··· Data ···
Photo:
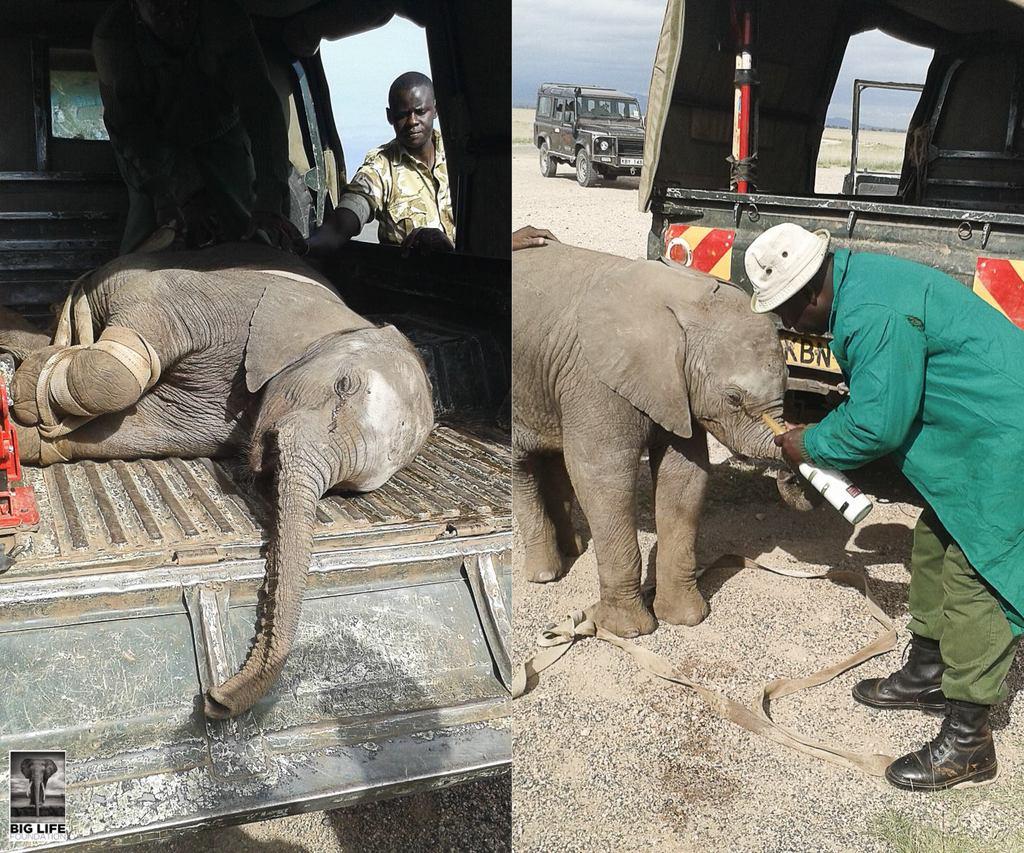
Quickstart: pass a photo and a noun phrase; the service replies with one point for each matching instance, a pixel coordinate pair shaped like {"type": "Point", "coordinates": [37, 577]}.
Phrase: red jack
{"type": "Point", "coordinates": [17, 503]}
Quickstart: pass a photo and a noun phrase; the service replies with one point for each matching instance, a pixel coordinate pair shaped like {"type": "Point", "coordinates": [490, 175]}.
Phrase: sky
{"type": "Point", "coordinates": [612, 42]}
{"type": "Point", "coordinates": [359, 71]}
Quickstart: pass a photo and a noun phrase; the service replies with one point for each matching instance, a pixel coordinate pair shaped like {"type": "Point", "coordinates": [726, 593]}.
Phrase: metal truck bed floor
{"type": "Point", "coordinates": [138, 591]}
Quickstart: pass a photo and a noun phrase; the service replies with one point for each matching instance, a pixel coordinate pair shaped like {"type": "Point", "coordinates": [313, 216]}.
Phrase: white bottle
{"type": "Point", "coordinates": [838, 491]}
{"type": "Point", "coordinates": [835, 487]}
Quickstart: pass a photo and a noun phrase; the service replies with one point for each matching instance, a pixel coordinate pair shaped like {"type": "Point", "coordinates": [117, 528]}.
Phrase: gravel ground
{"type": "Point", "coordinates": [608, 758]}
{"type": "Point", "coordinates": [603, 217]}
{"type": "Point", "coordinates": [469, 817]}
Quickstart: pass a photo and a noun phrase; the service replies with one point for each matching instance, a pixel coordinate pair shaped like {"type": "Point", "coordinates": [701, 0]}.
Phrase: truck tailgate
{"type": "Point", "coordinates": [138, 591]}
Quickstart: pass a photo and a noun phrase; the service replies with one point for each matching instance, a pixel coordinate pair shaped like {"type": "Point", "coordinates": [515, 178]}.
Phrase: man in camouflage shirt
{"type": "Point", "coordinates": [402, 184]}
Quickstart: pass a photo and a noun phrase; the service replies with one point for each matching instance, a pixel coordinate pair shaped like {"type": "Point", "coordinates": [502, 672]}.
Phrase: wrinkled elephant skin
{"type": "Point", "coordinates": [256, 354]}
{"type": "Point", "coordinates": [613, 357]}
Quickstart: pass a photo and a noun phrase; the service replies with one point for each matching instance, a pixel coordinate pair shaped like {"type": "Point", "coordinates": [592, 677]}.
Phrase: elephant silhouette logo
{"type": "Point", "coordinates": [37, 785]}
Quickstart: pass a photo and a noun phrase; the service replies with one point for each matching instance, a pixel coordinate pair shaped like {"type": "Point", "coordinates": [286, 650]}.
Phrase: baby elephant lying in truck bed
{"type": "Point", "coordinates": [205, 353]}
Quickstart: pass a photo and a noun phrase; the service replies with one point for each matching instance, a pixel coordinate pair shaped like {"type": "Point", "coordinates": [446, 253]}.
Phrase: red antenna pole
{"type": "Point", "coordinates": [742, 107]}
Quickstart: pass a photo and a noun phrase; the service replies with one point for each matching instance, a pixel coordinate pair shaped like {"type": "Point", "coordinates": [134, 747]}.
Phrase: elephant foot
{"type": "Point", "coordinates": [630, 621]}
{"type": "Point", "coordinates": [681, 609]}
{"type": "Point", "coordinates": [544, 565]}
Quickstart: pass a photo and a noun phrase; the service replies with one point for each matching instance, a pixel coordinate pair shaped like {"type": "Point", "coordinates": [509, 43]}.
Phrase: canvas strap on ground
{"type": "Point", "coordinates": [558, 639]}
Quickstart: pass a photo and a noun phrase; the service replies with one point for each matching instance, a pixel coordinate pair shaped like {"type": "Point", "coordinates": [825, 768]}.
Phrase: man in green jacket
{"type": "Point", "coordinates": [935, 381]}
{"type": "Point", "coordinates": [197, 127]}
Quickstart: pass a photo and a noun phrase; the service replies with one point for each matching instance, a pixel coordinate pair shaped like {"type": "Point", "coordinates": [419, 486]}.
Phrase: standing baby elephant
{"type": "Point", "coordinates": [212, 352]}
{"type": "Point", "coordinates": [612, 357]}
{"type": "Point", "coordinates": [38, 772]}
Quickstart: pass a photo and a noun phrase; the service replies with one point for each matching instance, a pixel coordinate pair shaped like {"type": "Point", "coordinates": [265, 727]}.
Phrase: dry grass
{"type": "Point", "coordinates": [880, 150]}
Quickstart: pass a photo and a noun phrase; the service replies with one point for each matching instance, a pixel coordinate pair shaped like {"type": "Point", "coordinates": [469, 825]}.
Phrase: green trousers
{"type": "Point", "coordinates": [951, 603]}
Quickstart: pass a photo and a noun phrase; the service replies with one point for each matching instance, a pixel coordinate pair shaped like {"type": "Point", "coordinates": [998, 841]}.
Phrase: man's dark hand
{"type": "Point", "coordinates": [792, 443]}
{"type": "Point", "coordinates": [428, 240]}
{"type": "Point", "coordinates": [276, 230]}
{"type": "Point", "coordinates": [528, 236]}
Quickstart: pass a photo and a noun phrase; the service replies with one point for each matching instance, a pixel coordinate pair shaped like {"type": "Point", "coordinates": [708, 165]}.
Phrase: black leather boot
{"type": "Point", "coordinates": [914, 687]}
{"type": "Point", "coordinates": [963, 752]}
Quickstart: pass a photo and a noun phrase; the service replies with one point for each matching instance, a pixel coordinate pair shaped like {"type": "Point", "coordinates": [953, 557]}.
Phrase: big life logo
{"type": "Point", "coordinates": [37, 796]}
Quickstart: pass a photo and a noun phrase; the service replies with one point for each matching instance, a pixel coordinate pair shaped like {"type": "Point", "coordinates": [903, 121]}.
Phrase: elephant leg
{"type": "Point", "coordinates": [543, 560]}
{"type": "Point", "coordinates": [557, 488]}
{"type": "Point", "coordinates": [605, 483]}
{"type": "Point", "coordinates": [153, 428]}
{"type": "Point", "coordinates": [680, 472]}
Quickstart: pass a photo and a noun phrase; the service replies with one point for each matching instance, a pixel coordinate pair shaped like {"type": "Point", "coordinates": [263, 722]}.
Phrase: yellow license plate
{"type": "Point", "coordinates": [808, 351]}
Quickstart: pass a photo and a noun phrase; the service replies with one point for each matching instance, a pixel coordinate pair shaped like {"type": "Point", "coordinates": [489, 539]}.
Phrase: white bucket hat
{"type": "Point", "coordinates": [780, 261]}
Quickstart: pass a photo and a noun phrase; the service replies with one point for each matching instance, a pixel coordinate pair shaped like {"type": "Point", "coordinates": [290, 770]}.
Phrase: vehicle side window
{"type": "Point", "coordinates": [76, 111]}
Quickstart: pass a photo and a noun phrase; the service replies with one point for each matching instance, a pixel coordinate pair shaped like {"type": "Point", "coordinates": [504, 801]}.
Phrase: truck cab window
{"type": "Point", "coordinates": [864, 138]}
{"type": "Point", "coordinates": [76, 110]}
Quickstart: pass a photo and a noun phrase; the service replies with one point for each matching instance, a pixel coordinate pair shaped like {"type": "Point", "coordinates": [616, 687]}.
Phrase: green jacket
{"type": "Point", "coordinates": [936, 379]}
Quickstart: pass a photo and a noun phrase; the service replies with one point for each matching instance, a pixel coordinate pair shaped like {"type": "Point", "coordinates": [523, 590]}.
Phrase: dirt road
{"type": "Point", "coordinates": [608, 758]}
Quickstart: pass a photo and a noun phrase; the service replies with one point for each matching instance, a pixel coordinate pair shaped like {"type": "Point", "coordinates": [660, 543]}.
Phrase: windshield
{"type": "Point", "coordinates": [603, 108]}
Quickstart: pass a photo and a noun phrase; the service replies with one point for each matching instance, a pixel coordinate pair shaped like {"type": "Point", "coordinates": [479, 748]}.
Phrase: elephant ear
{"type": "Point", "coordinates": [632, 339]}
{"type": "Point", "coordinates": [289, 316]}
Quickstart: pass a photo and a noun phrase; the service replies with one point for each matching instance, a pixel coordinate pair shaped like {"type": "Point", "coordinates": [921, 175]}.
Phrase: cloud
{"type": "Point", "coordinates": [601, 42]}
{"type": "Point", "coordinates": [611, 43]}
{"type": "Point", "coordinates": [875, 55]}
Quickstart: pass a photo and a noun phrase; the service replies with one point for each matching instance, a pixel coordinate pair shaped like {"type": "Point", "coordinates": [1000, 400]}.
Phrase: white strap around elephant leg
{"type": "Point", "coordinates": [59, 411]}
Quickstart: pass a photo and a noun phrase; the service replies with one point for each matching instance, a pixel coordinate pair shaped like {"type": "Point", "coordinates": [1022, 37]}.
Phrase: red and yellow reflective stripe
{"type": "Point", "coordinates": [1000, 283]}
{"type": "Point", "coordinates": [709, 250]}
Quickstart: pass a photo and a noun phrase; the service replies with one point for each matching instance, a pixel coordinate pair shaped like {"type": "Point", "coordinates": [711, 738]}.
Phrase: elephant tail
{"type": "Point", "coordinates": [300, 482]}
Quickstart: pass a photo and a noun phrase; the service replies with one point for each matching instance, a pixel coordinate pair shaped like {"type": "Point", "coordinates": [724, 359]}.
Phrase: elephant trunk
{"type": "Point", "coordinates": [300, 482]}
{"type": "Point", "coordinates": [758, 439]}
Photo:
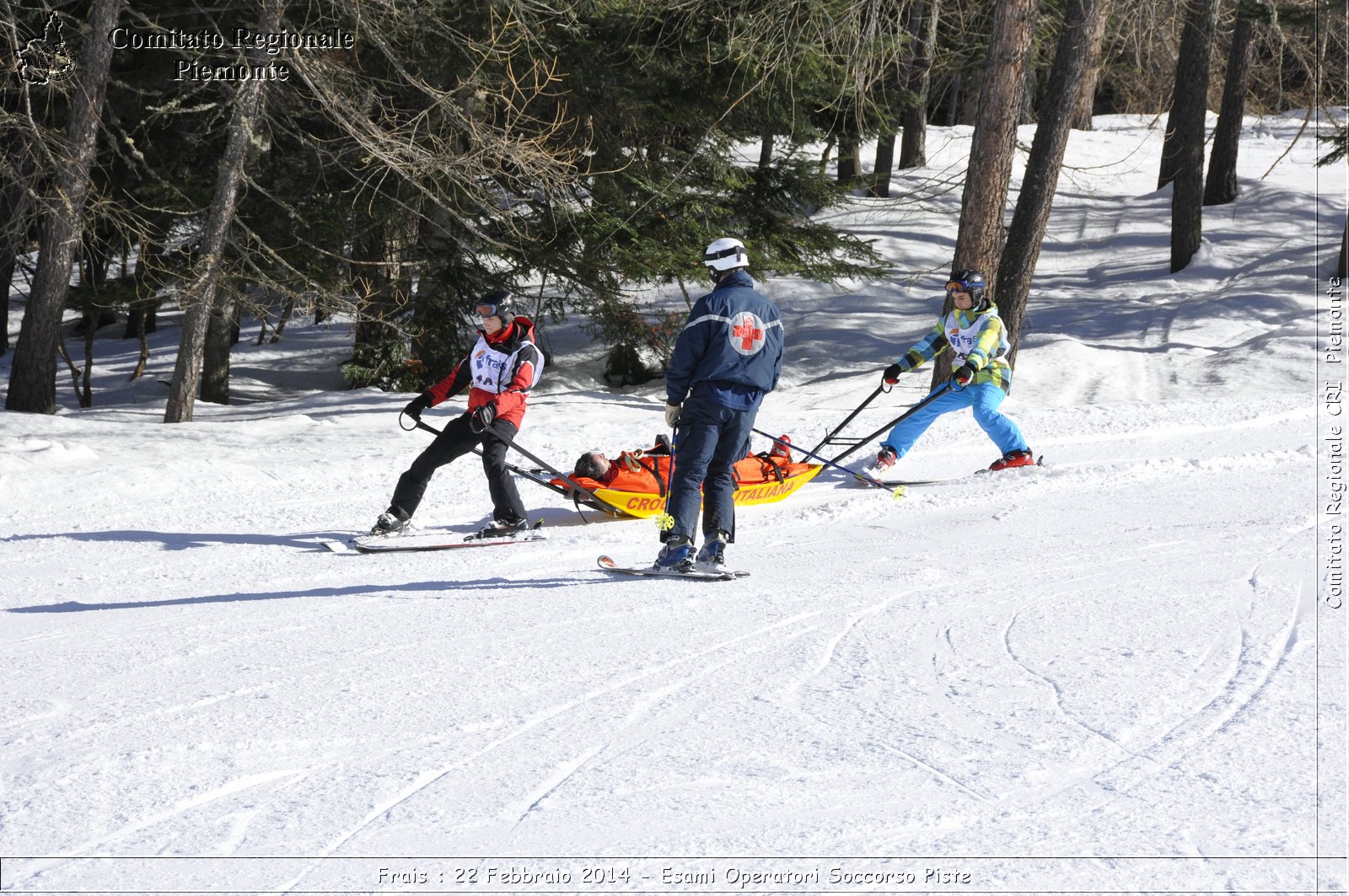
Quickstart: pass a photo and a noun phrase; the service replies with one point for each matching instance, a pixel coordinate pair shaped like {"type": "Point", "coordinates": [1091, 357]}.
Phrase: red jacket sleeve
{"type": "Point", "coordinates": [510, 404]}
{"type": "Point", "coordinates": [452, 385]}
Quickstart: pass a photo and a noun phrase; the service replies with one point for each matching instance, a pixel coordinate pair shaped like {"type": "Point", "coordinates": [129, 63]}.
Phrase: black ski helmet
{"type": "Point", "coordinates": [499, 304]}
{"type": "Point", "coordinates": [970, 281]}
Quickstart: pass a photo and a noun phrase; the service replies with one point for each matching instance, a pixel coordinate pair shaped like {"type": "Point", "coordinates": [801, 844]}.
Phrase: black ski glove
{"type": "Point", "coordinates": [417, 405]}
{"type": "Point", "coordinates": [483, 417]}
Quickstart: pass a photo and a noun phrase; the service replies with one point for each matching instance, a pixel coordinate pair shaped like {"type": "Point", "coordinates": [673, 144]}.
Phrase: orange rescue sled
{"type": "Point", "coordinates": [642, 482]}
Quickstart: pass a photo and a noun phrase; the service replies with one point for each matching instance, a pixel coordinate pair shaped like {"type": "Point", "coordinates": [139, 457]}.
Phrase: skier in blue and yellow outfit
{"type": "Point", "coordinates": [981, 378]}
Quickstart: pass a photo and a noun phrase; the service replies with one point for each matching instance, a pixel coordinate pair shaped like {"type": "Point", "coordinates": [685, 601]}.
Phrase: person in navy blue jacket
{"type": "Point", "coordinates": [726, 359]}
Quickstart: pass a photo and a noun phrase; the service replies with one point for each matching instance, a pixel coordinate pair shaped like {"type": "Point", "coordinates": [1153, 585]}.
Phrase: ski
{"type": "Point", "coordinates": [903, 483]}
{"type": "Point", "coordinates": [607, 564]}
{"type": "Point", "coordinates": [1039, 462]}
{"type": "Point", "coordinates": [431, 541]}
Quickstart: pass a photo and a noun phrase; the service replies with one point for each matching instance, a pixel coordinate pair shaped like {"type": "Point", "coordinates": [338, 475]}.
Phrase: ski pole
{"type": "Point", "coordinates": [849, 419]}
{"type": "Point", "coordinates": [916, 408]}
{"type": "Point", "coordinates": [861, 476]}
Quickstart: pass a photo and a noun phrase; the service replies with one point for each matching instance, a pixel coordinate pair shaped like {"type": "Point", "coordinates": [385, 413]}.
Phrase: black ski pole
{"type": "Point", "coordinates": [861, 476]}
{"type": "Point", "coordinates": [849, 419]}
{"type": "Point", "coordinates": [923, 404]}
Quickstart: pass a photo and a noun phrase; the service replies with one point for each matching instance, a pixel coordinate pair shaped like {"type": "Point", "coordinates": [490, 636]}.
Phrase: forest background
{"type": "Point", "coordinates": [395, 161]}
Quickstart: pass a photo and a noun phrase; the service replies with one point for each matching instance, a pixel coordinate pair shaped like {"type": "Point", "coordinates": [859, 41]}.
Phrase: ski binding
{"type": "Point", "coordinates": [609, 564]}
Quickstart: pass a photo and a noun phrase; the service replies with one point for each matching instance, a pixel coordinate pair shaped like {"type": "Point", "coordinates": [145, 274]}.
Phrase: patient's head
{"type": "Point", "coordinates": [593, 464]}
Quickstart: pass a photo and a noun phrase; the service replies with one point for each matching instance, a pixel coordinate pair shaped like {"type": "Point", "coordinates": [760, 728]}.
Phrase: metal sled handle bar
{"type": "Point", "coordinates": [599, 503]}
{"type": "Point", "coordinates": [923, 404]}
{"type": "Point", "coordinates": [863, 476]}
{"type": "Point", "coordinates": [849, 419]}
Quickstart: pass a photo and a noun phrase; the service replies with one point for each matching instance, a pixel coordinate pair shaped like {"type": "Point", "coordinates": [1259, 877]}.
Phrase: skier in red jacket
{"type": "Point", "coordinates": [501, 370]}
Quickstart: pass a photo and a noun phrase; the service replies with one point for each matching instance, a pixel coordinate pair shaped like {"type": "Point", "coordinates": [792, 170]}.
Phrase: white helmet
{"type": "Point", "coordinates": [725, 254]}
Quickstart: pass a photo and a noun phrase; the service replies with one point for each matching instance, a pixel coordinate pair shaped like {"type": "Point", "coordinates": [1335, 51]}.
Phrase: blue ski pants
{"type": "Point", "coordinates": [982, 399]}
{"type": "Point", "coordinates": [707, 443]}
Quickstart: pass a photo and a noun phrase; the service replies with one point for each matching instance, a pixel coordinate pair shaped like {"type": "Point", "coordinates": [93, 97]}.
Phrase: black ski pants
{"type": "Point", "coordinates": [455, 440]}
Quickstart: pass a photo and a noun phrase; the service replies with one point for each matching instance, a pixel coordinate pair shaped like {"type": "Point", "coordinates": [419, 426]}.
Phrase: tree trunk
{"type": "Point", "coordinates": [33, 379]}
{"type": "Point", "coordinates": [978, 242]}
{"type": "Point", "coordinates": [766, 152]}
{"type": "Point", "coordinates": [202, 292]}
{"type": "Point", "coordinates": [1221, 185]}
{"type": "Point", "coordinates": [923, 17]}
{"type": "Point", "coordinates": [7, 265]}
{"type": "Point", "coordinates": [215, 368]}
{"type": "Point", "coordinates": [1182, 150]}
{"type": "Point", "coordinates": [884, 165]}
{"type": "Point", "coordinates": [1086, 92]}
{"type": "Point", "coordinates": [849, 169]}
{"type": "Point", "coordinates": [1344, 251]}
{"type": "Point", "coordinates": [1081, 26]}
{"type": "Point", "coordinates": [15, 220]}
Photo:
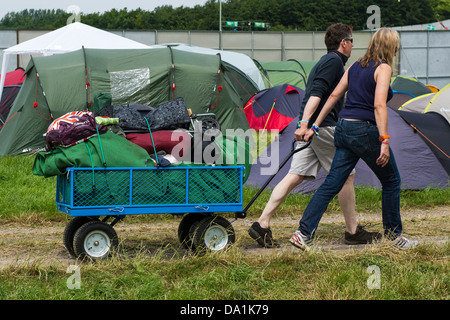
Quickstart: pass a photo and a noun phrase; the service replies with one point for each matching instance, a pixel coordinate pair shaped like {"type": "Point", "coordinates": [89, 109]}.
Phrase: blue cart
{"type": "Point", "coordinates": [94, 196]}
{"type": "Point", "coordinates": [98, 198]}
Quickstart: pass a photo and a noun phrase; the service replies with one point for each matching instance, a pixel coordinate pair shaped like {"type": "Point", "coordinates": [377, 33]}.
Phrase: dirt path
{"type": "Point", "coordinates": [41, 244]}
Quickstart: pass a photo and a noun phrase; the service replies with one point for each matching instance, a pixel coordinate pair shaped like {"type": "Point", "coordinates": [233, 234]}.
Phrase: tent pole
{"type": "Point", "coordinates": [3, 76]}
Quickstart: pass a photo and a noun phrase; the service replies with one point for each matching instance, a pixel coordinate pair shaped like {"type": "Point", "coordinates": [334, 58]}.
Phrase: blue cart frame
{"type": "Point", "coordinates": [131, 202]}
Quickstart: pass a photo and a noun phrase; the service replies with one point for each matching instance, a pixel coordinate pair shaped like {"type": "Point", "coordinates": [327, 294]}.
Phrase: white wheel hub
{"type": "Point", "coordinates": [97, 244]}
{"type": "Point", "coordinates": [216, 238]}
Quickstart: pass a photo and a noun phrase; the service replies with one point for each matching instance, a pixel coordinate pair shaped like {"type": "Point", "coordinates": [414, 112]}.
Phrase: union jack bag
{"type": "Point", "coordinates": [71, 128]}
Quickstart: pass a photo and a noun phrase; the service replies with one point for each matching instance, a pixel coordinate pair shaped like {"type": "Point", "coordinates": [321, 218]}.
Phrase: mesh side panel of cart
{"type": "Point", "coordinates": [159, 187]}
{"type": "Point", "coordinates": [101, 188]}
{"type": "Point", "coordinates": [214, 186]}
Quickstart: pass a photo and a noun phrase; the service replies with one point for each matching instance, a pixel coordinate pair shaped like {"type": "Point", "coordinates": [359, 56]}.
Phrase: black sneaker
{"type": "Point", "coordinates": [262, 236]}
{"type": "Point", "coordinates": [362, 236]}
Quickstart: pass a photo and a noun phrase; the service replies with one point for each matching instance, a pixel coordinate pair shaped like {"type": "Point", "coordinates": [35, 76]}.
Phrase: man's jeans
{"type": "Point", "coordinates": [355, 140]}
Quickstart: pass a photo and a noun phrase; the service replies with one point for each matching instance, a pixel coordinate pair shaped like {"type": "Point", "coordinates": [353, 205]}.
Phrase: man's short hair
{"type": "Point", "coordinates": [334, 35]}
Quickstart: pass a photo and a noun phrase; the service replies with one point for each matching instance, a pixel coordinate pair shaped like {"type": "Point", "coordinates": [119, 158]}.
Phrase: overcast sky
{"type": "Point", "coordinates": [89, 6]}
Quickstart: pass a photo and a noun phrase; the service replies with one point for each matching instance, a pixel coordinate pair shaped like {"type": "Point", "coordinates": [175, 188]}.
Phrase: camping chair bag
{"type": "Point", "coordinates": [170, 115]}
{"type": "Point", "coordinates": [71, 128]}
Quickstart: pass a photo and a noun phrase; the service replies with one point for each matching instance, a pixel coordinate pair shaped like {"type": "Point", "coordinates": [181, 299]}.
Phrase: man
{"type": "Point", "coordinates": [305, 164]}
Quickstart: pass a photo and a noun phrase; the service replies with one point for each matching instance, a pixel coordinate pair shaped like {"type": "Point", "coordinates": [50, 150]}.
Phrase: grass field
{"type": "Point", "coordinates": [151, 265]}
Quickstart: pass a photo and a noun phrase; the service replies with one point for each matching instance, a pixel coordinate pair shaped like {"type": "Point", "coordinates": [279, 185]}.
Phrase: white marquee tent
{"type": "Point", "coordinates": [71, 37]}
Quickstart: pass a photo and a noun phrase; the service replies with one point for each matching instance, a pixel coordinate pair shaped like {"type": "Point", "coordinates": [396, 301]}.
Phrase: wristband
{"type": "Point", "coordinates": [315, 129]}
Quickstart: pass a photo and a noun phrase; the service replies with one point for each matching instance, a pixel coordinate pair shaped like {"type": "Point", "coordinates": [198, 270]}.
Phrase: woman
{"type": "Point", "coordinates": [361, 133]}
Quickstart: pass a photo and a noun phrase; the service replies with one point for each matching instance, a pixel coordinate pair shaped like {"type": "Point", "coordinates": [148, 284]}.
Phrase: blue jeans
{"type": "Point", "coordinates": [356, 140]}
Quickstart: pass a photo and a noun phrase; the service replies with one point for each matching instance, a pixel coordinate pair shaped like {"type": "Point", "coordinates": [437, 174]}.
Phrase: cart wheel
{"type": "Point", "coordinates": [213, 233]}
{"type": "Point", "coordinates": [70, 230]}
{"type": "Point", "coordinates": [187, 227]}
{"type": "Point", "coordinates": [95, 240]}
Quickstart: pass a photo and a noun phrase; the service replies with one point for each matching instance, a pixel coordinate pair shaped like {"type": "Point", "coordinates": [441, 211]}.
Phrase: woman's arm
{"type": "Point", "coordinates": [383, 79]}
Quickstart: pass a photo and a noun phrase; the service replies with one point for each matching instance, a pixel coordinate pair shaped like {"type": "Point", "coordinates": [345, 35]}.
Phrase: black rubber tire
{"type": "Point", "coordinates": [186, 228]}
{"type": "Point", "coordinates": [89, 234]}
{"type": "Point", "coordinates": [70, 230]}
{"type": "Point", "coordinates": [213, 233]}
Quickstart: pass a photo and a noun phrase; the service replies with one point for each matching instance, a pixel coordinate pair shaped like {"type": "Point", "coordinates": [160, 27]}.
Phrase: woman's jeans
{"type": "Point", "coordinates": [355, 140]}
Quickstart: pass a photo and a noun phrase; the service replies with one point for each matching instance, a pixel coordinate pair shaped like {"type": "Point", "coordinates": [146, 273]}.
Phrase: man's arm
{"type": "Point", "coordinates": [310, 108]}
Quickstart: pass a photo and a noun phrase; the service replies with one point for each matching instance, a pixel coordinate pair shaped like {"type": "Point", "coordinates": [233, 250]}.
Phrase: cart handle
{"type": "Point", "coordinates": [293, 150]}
···
* Your objective: Repeat the lines from the one containing "Phrase: man's arm" through the end of the listing, exactly and without any other lines; both ends are included.

* Completed task:
Phrase: man's arm
{"type": "Point", "coordinates": [310, 108]}
Quickstart: pass a photo and a noun phrase; the service replies with one point for each matching instance, a pixel coordinate pair shaped like {"type": "Point", "coordinates": [233, 250]}.
Phrase: cart handle
{"type": "Point", "coordinates": [293, 150]}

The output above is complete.